**THE TASK**
How many lines of the listing below hold the word "instance"? Answer with the number alone.

[Opening DATA TO PROCESS section]

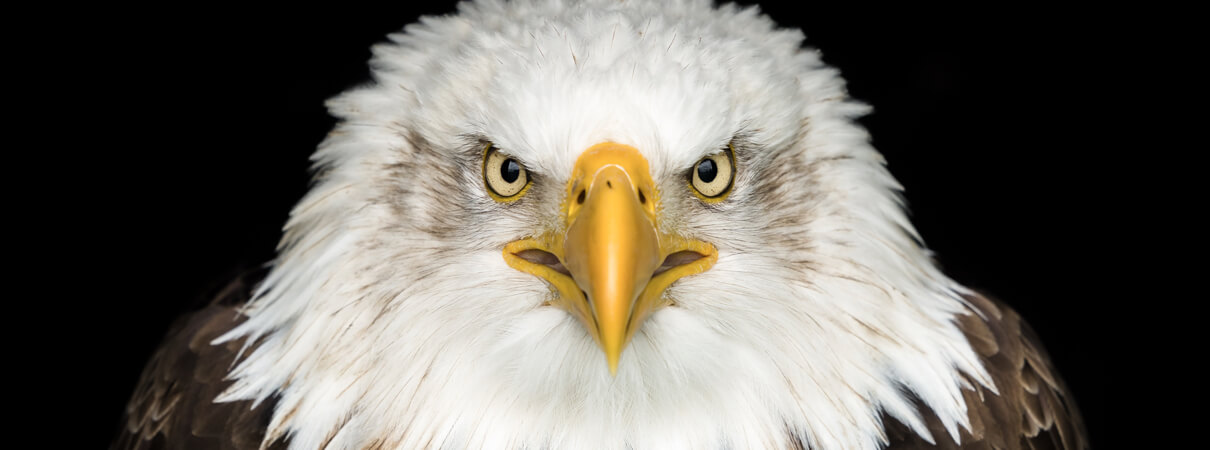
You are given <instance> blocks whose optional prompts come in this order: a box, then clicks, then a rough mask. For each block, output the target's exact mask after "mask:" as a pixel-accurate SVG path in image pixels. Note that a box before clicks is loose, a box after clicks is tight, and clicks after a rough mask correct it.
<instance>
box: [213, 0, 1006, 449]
mask: <svg viewBox="0 0 1210 450" xmlns="http://www.w3.org/2000/svg"><path fill="white" fill-rule="evenodd" d="M802 37H803V36H802V34H801V31H799V30H785V29H776V28H774V24H773V23H772V22H771V21H770V19H768V18H766V17H765V16H761V15H759V13H757V12H756V11H755V8H748V10H741V8H737V7H734V6H724V7H720V8H713V7H710V5H709V4H708V2H707V1H672V2H668V1H616V0H593V1H583V2H565V1H558V0H551V1H513V2H502V1H496V0H484V1H476V2H471V4H461V5H460V6H459V13H457V15H455V16H446V17H439V18H433V17H426V18H424V19H422V21H421V23H419V24H413V25H409V27H408V28H405V30H404V31H403V33H399V34H394V35H391V36H390V39H391V42H390V44H384V45H379V46H376V47H375V48H374V59H373V62H371V64H373V68H374V83H371V85H369V86H365V87H361V88H357V90H353V91H350V92H346V93H344V94H341V96H340V97H338V98H335V99H333V100H332V102H330V103H329V108H330V110H332V112H333V114H334V115H336V116H338V117H340V119H341V120H342V122H341V123H340V125H339V126H338V128H336V129H335V131H334V132H333V133H332V134H330V135H329V138H328V139H327V140H325V142H324V143H323V144H322V145H321V146H319V150H318V151H317V152H316V155H315V156H313V158H315V161H316V166H317V168H318V174H317V179H318V183H317V184H316V186H315V188H313V189H312V191H311V192H310V194H309V195H307V196H306V197H305V198H304V200H302V201H301V202H300V203H299V206H298V207H296V208H295V209H294V212H293V215H292V219H290V221H289V223H288V224H287V231H286V236H284V237H283V241H282V246H281V249H280V256H278V259H277V260H276V264H275V266H273V270H272V271H271V273H270V276H269V277H267V279H266V281H265V282H264V283H263V285H261V287H260V289H259V292H258V293H257V296H255V299H254V300H253V302H252V304H250V305H249V306H248V307H247V315H248V316H249V319H248V321H247V322H244V323H243V324H242V325H241V327H238V328H237V329H235V330H234V331H231V333H230V334H227V335H226V336H224V338H221V340H231V339H238V338H249V342H252V341H259V342H260V344H259V346H257V347H255V348H254V350H253V351H250V353H249V354H247V357H246V358H244V359H243V362H242V363H241V364H238V365H237V367H236V368H235V369H234V370H232V371H231V377H232V379H235V380H236V383H235V385H234V386H232V387H231V388H230V390H229V391H227V392H225V393H224V394H223V396H221V397H220V398H219V400H236V399H257V400H263V399H266V398H269V397H272V396H277V397H278V403H277V406H276V413H275V415H273V421H272V425H271V428H270V433H269V434H267V435H266V439H276V438H280V437H282V435H284V434H287V433H288V434H289V439H290V444H292V446H295V448H317V446H321V444H323V443H328V445H330V446H332V448H361V446H365V445H370V444H382V445H385V446H399V448H467V446H469V448H557V449H574V448H595V449H623V448H635V449H675V448H693V449H701V448H788V446H790V445H791V442H793V440H794V439H801V442H802V443H803V444H806V445H809V446H811V448H814V449H825V450H828V449H875V448H878V446H881V445H882V442H883V440H885V438H883V437H882V435H883V434H882V429H881V427H882V425H881V420H880V416H881V414H882V413H886V414H888V415H891V416H893V417H897V419H899V420H900V421H903V422H905V423H908V425H909V426H911V427H912V428H914V429H916V432H917V433H921V434H922V435H928V432H927V431H926V429H924V427H923V425H922V422H921V420H920V417H918V414H917V413H916V410H915V406H914V405H912V404H911V398H912V397H916V398H918V399H920V400H921V402H923V403H924V404H926V405H928V406H929V408H932V409H933V410H934V411H935V413H937V415H938V416H939V417H940V420H941V421H943V423H945V426H946V427H947V429H949V431H950V433H951V435H953V437H955V439H957V435H956V432H957V427H960V426H963V427H964V426H967V422H966V421H967V419H966V406H964V403H963V400H962V396H961V393H960V388H961V387H962V385H963V381H961V380H963V376H961V375H964V376H966V377H969V379H973V380H976V381H978V382H980V383H984V385H986V386H991V381H989V379H987V375H986V373H985V371H984V369H983V368H981V367H980V365H979V363H978V362H976V358H975V356H974V353H973V352H972V350H970V348H969V346H968V345H967V342H966V340H964V339H963V336H962V333H961V331H960V330H958V329H957V327H956V325H955V323H953V316H955V315H957V313H963V311H964V307H963V304H962V300H961V296H960V293H963V292H964V290H963V288H962V287H960V285H957V284H956V283H953V282H952V281H950V279H949V278H946V277H945V276H943V275H941V273H940V272H939V271H938V270H937V269H935V267H934V266H933V264H932V261H930V260H929V255H928V252H927V250H926V249H923V248H921V247H920V246H918V244H917V243H916V240H917V238H916V235H915V230H914V229H912V226H911V224H910V223H909V221H908V219H906V217H905V214H904V212H903V208H901V204H900V201H899V198H898V196H897V190H898V189H899V186H898V184H897V183H895V181H894V179H893V178H892V177H891V175H889V174H888V173H887V171H886V169H885V168H883V160H882V157H881V156H880V155H878V154H877V152H876V151H875V150H874V149H872V148H871V146H870V145H869V143H868V135H866V133H865V132H864V131H863V129H862V128H859V127H857V126H855V125H854V123H853V119H854V117H857V116H859V115H862V114H864V112H865V111H866V108H865V106H864V105H860V104H857V103H853V102H851V100H848V99H847V96H846V92H845V87H843V81H842V80H841V79H840V77H839V75H837V73H836V70H834V69H831V68H828V67H825V65H823V63H820V60H819V56H818V54H817V53H816V52H813V51H805V50H801V48H800V46H801V41H802ZM480 139H486V140H491V142H492V143H495V144H496V145H497V146H499V148H501V149H505V150H507V151H508V152H509V154H511V155H513V156H514V157H517V158H518V160H520V161H523V162H524V163H525V165H526V167H528V168H529V171H530V172H531V174H532V175H534V177H535V184H534V188H532V190H531V192H530V194H528V195H526V198H525V201H523V202H517V204H507V206H503V204H499V203H496V202H494V201H492V200H491V198H489V196H488V194H486V192H485V190H484V186H483V183H482V178H480V174H479V171H480V166H479V161H478V160H477V158H478V157H482V146H479V142H480ZM606 140H610V142H617V143H623V144H628V145H632V146H634V148H636V149H640V151H643V152H644V155H645V156H646V158H647V160H649V161H650V163H651V171H652V177H653V178H655V179H656V180H657V181H656V183H657V184H658V185H659V189H661V190H662V191H663V192H664V195H663V197H662V198H663V204H662V214H663V215H664V219H663V220H664V224H668V226H673V227H675V229H676V230H678V232H680V233H684V235H687V236H691V237H693V238H697V240H702V241H707V242H710V243H713V244H714V246H716V247H718V249H719V255H720V256H719V260H718V264H716V265H715V266H714V267H713V269H710V270H709V271H707V272H704V273H701V275H697V276H691V277H687V278H682V279H680V281H678V282H676V283H675V284H674V285H673V287H672V288H669V290H668V292H667V294H668V295H670V296H672V298H674V299H675V301H676V306H673V307H664V308H661V310H658V311H657V312H656V313H655V315H653V316H652V317H651V318H650V319H649V321H647V322H645V323H644V325H643V328H641V329H640V330H639V333H638V334H636V335H635V338H634V340H633V341H632V344H630V346H629V347H627V350H626V352H624V353H623V354H622V360H621V364H620V367H618V373H617V376H616V377H612V376H610V373H609V370H607V369H606V363H605V358H604V357H603V354H601V352H600V350H599V348H598V347H597V345H595V344H594V341H593V339H592V338H590V336H589V334H588V333H587V331H586V330H584V328H583V327H582V325H581V324H580V323H578V322H577V321H576V319H575V318H574V317H572V316H570V315H569V313H567V312H565V311H564V310H559V308H555V307H551V306H545V302H546V300H548V299H549V296H551V295H552V292H551V289H549V288H548V287H547V284H546V282H545V281H542V279H540V278H537V277H534V276H530V275H526V273H523V272H519V271H517V270H514V269H512V267H509V266H507V265H506V264H505V260H503V259H502V258H501V248H502V246H503V244H505V243H507V242H511V241H515V240H518V238H522V237H525V236H532V235H535V233H537V232H541V231H542V230H547V229H549V227H551V226H553V225H552V224H554V223H557V220H558V206H559V202H560V201H561V196H563V186H564V184H565V183H566V180H567V175H569V174H570V172H571V168H572V165H574V162H575V160H576V157H577V155H578V154H580V152H581V151H583V149H587V148H588V146H590V145H593V144H595V143H600V142H606ZM728 142H736V143H738V146H737V158H738V175H737V177H738V178H737V180H736V186H734V191H733V192H732V194H731V197H730V198H728V200H727V202H724V203H721V204H719V206H711V207H707V206H704V204H702V203H701V202H698V201H697V200H696V198H695V197H693V196H692V195H688V194H687V190H686V185H685V175H684V174H685V173H686V171H687V169H688V168H690V167H692V165H693V163H695V162H696V161H697V160H699V158H701V157H702V156H704V155H707V154H710V152H714V151H718V149H719V148H720V146H725V145H726V144H727V143H728ZM679 192H685V195H681V194H679Z"/></svg>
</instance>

[Closing DATA TO PROCESS section]

**RESULT FOR THIS TASK**
3